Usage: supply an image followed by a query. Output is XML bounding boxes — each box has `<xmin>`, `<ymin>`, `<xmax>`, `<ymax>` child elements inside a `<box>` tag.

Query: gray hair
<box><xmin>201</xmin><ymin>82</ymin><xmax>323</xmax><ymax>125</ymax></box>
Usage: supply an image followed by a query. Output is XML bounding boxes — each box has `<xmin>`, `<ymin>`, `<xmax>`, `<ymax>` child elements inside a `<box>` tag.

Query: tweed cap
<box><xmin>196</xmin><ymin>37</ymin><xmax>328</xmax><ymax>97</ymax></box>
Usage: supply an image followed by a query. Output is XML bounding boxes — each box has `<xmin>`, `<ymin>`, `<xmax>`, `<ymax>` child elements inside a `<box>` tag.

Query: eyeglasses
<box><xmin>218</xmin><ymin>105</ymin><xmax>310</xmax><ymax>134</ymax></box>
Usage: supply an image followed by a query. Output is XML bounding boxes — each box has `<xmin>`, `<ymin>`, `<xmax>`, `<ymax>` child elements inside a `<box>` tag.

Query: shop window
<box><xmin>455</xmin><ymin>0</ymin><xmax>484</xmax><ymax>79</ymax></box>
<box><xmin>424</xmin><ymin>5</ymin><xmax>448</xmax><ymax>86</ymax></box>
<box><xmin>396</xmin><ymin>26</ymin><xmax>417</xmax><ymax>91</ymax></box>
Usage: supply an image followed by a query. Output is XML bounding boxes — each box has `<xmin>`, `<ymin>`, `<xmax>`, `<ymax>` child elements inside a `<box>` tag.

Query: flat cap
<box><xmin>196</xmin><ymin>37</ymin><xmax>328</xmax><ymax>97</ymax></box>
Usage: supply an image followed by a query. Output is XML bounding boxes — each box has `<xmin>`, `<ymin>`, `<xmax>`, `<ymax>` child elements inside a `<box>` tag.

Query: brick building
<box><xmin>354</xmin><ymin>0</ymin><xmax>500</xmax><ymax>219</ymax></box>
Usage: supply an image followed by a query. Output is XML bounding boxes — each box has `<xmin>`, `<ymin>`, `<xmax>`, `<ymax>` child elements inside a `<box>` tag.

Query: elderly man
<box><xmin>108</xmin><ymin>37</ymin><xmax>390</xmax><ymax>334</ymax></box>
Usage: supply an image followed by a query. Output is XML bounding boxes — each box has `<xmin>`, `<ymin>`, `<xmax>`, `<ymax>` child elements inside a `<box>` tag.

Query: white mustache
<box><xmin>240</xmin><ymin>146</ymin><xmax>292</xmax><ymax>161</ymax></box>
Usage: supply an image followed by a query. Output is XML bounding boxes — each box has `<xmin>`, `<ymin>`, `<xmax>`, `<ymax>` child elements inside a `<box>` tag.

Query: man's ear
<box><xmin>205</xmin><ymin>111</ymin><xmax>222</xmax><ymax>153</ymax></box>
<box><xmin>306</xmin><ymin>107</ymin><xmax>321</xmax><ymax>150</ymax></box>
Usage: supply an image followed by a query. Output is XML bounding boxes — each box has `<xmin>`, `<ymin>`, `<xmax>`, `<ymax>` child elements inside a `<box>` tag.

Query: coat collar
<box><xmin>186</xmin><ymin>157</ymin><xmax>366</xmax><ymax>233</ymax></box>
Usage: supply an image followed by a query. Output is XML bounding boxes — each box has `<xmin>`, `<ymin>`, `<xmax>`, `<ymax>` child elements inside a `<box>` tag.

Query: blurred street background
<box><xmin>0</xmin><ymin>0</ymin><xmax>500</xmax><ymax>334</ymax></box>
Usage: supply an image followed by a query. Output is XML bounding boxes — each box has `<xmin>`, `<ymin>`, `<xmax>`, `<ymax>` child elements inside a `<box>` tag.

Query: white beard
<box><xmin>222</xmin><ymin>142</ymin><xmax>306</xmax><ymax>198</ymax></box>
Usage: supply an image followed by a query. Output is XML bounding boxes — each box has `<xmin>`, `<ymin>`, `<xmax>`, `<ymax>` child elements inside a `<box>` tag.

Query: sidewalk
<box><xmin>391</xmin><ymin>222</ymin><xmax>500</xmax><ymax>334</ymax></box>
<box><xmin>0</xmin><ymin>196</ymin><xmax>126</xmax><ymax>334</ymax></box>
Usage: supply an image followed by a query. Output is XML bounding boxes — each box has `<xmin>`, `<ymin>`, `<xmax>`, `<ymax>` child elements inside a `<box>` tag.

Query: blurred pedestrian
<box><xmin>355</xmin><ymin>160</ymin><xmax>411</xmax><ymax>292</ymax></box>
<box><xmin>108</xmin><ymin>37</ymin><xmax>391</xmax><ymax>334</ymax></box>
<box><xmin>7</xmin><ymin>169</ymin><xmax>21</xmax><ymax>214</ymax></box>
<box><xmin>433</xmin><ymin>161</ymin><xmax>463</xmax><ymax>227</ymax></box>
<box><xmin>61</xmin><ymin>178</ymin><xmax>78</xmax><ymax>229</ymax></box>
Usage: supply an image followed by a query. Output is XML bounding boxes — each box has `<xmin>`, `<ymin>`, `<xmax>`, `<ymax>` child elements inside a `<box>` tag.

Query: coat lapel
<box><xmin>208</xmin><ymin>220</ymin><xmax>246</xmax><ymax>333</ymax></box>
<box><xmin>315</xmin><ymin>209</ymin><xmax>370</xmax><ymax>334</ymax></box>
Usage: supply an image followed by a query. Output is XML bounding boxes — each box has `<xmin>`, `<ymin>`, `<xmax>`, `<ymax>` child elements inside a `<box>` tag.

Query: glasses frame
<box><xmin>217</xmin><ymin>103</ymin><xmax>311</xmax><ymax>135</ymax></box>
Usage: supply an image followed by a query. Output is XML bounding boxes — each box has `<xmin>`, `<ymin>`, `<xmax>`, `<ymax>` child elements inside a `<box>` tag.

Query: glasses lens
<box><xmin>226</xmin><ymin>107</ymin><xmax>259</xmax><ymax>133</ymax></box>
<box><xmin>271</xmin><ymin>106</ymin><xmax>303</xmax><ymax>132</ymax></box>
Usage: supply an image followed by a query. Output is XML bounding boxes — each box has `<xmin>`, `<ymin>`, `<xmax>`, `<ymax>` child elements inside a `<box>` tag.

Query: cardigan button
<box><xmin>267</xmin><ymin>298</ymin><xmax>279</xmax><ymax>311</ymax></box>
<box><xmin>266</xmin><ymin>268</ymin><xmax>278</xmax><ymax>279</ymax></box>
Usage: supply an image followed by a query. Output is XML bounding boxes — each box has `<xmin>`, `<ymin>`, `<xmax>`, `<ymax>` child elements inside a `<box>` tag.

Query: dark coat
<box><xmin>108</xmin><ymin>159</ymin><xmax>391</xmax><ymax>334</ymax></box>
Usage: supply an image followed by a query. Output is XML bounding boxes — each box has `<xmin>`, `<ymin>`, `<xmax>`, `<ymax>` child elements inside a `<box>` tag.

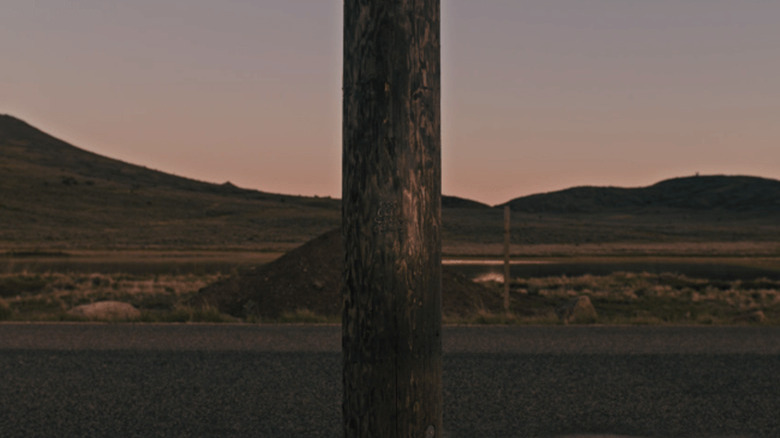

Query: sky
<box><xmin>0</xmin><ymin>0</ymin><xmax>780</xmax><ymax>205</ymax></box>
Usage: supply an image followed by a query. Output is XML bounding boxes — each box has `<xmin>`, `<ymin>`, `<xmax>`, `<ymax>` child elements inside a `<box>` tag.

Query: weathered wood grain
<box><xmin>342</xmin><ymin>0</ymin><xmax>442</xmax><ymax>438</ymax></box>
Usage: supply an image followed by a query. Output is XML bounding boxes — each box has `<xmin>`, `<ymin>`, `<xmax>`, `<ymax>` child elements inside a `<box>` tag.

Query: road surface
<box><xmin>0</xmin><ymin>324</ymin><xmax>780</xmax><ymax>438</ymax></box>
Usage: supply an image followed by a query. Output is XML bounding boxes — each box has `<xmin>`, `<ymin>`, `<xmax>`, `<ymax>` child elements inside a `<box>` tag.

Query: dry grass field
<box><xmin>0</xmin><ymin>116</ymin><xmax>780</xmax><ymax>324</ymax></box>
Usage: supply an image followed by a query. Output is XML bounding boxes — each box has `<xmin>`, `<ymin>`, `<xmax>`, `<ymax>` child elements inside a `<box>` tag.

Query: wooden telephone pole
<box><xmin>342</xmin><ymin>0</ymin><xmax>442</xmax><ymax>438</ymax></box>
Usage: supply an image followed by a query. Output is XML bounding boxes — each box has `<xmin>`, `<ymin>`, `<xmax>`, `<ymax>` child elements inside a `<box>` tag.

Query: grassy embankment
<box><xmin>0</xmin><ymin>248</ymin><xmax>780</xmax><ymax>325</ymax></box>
---*---
● **Exercise brief**
Return each line of the records above that contains the string "blurred". Matching is case-sensitive.

● **The output**
Query: blurred street background
Query: blurred pedestrian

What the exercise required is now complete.